• Exercise directions: Copy all of the data below line for line, raising every bounding box coordinate in the answers by 143. Leave the pictures out.

(begin)

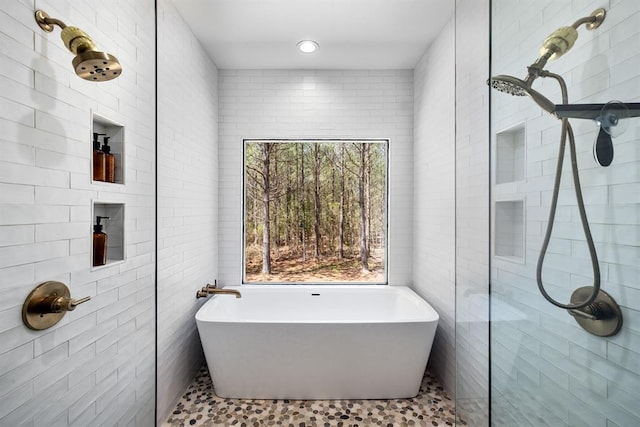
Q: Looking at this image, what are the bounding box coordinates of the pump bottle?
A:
[102,136,116,182]
[93,216,109,267]
[93,132,106,181]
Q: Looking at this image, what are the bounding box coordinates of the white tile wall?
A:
[157,0,218,422]
[491,0,640,426]
[218,70,413,285]
[455,0,490,427]
[0,0,155,426]
[412,17,456,394]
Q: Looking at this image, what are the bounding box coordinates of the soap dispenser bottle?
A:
[93,216,109,267]
[102,136,116,182]
[93,132,106,181]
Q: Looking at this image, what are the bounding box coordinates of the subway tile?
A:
[0,241,69,268]
[0,225,35,247]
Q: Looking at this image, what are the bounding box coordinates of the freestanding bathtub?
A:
[196,285,438,399]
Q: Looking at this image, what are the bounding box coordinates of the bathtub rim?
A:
[194,284,440,325]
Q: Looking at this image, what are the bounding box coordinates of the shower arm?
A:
[36,10,67,33]
[525,8,607,83]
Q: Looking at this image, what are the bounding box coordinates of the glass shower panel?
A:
[490,0,640,427]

(end)

• Expected output:
Q: Looking at this image, what are the bounding box coordinates of the pump bottle?
A:
[245,279,259,325]
[236,359,252,410]
[236,275,249,324]
Q: Looking at this image, what are the bounding box coordinates of the white tile wall?
A:
[300,143,361,565]
[634,143,783,569]
[361,213,556,428]
[598,143,633,570]
[143,143,298,569]
[555,160,599,537]
Q: Looking at this image, what are the bounding box coordinates of the soap dispenser bottle?
A:
[236,359,252,410]
[245,279,259,325]
[236,275,249,324]
Q: Looking at this image, what are the bounding box coordinates of the subway tile?
A:
[143,384,212,411]
[143,368,178,390]
Q: Looking at this image, what are the bounding box coordinates of the freestanding bathtub?
A:
[339,428,581,542]
Q: Looking at this image, what are the bounding box coordinates of the bathtub rim?
A:
[337,427,583,468]
Q: Looking at this image, what are the bounding box coordinates of the shower arm?
A:
[179,153,210,176]
[668,151,750,226]
Q: Looking at this image, what are the bounding box coordinates of the glass shower panel?
A:
[633,143,783,570]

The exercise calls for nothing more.